- [The tasks]
1 > In the firewall text, what does a host-based firewall restrict that sets it apart from a network-based firewall?
2 > Reproduce the firewall text word for word from "Setting up a" up to and including "incoming connection attempts.".
3 > Go on with the text about firewalls, starting after its final line.

A firewall decides which packets can enter a system and which packets can leave a system. For more information about firewalls, we recommend you check the Firewalls room. Without a firewall, a client can communicate with any server without restrictions; moreover, a client can function as a server and listen for incoming connections from other clients. In other words, if an attacker manages to exploit a vulnerability on a system without a firewall in place, the attacker could use the exploit to listen on a chosen port number on the victim’s machine and connect to it without any restrictions.

Setting up a firewall offers many security benefits. First and foremost, firewall rules provide fine control over which packets can leave your system and which packets can enter your system. Consequently, firewall rules help mitigate various security risks by controlling network traffic between devices. More importantly, firewall rules can be devised to ensure that no client can act as a server. In other words, an attacker cannot start a reachable listening port on a target machine; the exploit can start a listening port, but the firewall will prevent all incoming connection attempts.

A host-based firewall is a piece of software installed on a system we want to protect. Unlike a network-based firewall, the host-based firewall restricts network packets to and from a single host. The firewall has two main functions:

  • What can enter? Allow or deny packets from entering a system.
  • What can leave? Allow or deny packets from leaving a system.

- [Record excerpts]

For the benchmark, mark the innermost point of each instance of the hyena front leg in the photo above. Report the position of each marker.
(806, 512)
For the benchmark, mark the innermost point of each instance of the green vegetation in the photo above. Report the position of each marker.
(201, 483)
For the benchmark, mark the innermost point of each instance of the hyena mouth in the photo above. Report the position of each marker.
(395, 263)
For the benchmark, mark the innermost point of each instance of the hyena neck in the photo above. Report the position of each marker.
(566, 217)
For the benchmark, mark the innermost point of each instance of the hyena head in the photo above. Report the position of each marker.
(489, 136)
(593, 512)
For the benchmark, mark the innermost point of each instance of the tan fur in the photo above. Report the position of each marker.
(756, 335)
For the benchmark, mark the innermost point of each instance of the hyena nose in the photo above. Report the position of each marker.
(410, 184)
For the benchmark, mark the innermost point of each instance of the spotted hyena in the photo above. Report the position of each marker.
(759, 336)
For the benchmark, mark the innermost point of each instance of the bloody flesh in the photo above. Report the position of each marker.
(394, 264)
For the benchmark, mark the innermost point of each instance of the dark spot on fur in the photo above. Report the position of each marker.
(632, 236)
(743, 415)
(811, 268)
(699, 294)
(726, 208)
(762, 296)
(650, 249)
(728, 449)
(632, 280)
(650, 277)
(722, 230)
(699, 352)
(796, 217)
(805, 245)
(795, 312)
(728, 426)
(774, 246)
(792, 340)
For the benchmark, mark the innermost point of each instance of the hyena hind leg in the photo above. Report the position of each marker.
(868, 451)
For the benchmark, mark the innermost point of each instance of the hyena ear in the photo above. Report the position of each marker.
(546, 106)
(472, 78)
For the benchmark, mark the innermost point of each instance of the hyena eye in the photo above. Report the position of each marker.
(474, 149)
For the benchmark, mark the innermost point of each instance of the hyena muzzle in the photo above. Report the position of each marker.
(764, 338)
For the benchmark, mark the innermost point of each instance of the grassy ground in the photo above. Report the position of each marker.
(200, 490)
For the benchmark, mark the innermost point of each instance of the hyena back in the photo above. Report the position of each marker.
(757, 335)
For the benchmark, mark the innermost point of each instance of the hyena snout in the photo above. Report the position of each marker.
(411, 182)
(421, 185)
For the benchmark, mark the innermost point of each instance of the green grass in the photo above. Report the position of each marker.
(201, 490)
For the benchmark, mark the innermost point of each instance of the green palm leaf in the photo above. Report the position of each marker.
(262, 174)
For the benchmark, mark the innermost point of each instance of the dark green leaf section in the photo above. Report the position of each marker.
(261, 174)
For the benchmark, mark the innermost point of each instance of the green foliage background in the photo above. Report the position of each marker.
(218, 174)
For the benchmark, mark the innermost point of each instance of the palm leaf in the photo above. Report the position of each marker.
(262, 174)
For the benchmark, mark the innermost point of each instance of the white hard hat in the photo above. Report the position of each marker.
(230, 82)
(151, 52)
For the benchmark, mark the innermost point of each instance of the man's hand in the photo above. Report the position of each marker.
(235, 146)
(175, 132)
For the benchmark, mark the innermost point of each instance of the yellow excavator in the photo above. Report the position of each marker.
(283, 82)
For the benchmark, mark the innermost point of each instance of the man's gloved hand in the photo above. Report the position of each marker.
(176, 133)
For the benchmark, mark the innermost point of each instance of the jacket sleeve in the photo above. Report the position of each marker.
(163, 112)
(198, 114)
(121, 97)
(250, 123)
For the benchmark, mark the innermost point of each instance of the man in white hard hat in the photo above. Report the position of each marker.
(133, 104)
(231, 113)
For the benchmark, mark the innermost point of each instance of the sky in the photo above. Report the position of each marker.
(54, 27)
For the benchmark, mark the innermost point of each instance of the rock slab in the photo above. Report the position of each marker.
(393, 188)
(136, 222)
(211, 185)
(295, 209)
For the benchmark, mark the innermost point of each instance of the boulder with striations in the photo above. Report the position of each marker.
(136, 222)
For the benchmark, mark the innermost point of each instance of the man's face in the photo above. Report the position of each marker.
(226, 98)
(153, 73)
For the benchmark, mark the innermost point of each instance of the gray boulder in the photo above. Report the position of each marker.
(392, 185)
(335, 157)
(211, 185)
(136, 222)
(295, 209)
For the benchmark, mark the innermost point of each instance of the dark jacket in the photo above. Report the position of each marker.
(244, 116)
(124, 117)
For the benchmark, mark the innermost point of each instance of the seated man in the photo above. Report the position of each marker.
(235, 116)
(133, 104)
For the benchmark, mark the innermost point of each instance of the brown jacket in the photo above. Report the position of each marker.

- [Answers for the tasks]
1 > It restricts network packets to and from a single host.

2 >
Setting up a firewall offers many security benefits. First and foremost, firewall rules provide fine control over which packets can leave your system and which packets can enter your system. Consequently, firewall rules help mitigate various security risks by controlling network traffic between devices. More importantly, firewall rules can be devised to ensure that no client can act as a server. In other words, an attacker cannot start a reachable listening port on a target machine; the exploit can start a listening port, but the firewall will prevent all incoming connection attempts.

3 >
Imposing rules on the packets entering and leaving a system will significantly improve our security posture. Let’s investigate how we can achieve this on a Linux system.

The first Linux firewall was a packet filtering firewall, i.e., a stateless firewall. A stateless firewall can inspect certain fields in the IP and TCP/UDP headers to decide upon a packet but does not maintain information about ongoing TCP connections. As a result, a packet can manipulate a few TCP flags to appear as if it is part of an ongoing connection and evade certain restrictions. Current Linux firewalls are stateful firewalls; they keep track of ongoing connections and restrict packets based on specific fields in the IP and TCP/UDP headers and based on whether the packet is part of an ongoing connection.

The IP header fields that find their way into the firewall rules are:

  1. Source IP address
  2. Destination IP address

The TCP/UDP header fields that are of primary concern for firewall rules are:

  1. Source TCP/UDP port
  2. Destination TCP/UDP port

It is worth noting that it is impossible to allow and deny packets based on the process but instead on the port number. If you want the web browser to access the web, you must allow the respective ports, such as ports 80 and 443. This limitation differs from MS Windows’ built-in firewall, which can restrict and allow traffic per application.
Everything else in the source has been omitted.